──────── SOURCE EXTRACT ────────

After sixteen years of marriage, my wife and I completed each other's sentences. Most were about our boys. We had three, though they sounded louder. Because Merrill traveled for her job, and I stayed home for mine, my three sons saw a lot of me. I changed their diapers, cooked their meals, coached their soccer, and harped about their homework. I was around so much that when our three-year-old woke in the middle of the night, he usually screamed for me. Our pubescent twelve-year-old, however, usually screamed at me. The eight-year-old could go either way.
It was a chaotic life, but a fun life, and I knew how to live it -- until an emergency phone call rocked my world.
"Dad," our twelve-year-old said from his Colorado summer camp, "they're taking me to the hospital."
Turns out Cass and a bunch of camp buddies were climbing Pikes Peak, elevation 14,115 feet, when he tripped and slashed open his shin to the bone. Now I was the one screaming.
"Dad," he said, "calm down. I summited. It was amazing. I saw the sunrise from the top of the mountain. I slipped on the way down, but I made it to the top -- two-and-a-half miles above sea level."
"How bad does it hurt?"
"I summited, Dad. I summited."
With ten surgical staples in his leg, Cass actually let me hug him in front of his friends. He even hugged me back. Then we did something more surprising: We talked.
He told me that mountains over 14,000 feet were called Fourteeners, and that Colorado had a bunch of them. He asked if I knew anything about them.
Our home state has fifty-four peaks higher than 14,000 feet -- more than any other state or province in North America. Every year more than 500,000 people try to climb a Fourteener, but fewer than 1,300 people have ever reported standing atop them all. Colorado's Fourteeners have been summited by skiers and snowboarders, racers and amputees, dogs, cats, cockatiels, monkeys, and horses, people as young as one and as old as eighty-one. One Texan spent three weeks pushing a peanut to the summit of one peak with his nose. There have been gunfights and cannibalism, avalanches and helicopter crashes. Hundreds have died and thousands have been maimed.

────────

### WORK REQUEST 1
According to the Fourteeners excerpt, how many peaks in Colorado rise higher than 14,000 feet?
### WORK REQUEST 2
Write the next part of the Fourteeners excerpt, picking up right after its final sentence.
The listing isn't needed for this work.

──────── GIVEN INFORMATION ────────

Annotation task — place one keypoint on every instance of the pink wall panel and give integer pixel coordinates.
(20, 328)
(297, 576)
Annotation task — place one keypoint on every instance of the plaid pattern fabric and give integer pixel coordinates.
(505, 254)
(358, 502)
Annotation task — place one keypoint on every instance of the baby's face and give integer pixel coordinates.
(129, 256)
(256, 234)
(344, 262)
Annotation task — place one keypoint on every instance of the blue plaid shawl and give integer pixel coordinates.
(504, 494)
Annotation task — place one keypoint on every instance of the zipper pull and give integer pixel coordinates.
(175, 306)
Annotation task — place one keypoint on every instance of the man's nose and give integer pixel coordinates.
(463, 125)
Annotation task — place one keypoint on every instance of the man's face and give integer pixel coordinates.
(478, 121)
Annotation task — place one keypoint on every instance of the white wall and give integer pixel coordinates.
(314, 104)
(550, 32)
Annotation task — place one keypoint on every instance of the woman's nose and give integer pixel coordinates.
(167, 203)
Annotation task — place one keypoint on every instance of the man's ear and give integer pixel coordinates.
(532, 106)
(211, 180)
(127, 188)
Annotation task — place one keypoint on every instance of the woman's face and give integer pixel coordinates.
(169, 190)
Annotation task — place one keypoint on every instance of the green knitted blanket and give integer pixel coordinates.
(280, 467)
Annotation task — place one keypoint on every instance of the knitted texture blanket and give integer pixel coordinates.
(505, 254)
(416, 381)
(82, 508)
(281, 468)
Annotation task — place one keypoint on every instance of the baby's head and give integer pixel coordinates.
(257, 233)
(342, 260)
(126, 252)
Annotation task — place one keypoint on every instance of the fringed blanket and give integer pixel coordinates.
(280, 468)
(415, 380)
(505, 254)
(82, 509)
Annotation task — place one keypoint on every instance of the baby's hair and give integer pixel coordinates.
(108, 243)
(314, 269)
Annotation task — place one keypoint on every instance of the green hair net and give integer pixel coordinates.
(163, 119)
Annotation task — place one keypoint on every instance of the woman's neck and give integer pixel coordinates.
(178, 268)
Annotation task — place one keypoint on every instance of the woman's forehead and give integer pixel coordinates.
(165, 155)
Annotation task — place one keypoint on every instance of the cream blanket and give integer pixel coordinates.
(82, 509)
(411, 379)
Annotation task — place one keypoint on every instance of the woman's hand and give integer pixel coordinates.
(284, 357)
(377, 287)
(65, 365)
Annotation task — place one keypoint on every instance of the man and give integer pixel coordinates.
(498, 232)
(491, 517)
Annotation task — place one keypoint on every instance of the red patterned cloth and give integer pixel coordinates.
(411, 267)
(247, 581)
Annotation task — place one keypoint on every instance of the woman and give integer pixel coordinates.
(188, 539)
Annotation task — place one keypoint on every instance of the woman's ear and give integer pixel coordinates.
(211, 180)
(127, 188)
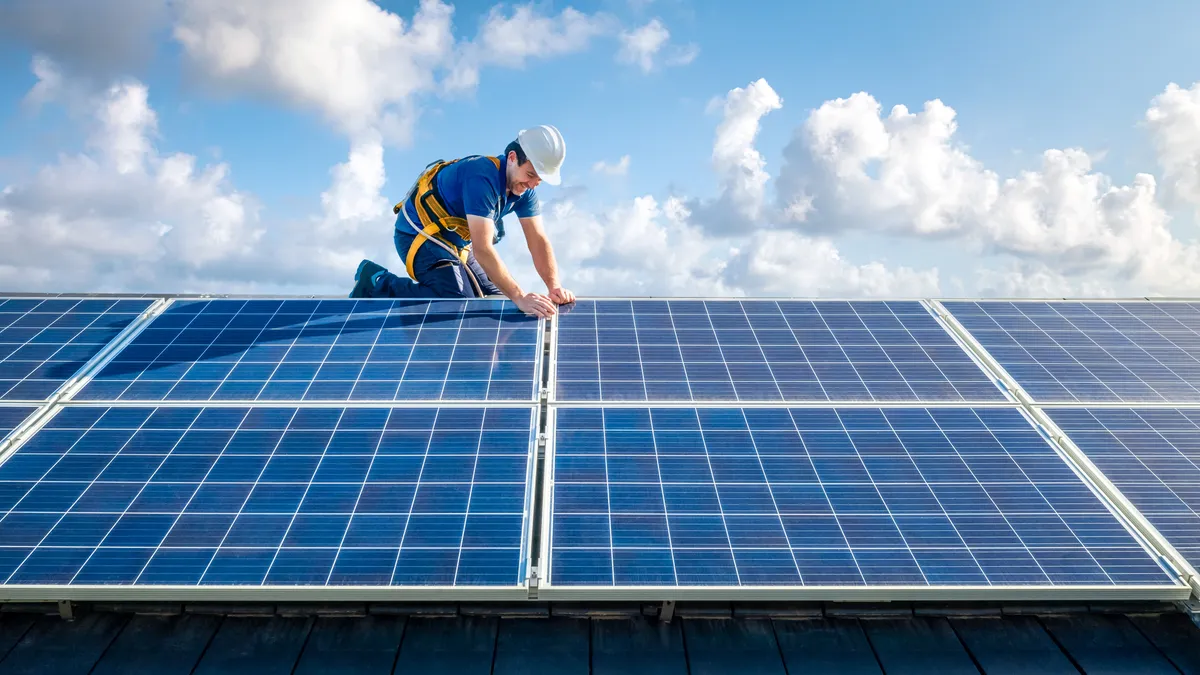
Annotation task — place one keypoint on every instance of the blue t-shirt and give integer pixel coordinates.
(475, 186)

────────

### RESPONSE AREA 1
Fifty-four.

### RESPONSE AREA 2
One blond boy even survived America's most famous Fourteener with a Frankenstein scar on his leg.
Nice one, Dad, he said, but how do you know all this?
Once upon a time, before I was a husband or a father -- back in the days when my inseam had more inches than my waistline -- I somehow managed to climb a few Fourteeners.
My son was shocked. For a fleeting millisecond, he even looked at me as if I were almost not embarrassing. Teetering on the edge of a truly touching father-and-son moment, I was ready for another hug, but he was overcome by another surge of testosterone.
Dad, how about if we climb a Fourteener together?
Well, when I was climbing mountains -- that was a lifetime ago, back when I liked to exercise. These days I like to eat. I've packed so much on my hips it would be like climbing with a pony keg of beer in my fanny pack. Imagine lugging all that extra weight up the 1,860 steps of the Empire State Building, four times, and doing it in high altitude air with about a third less oxygen than Manhattan. All that work would be just one Fourteener.
He looked at me. I looked at him.
My mind was racing: Could I do it? Was it even possible for me to try? Back when I was in shape, those five Fourteener summits were still about the hardest sport I'd ever taken on -- harder than two-a-day football practices as a high school punk, harder than week-long bike tours that sent me, an alleged adult, four hundred miles over and around the mountain ranges of Colorado. Still, the beauty of the Fourteeners was something to remember. Standing on the roof of the Rockies, high above the trees and the clouds and the everyday worries, always made me feel like I was halfway to heaven. Now I'm forty-four, and my life is halfway there too.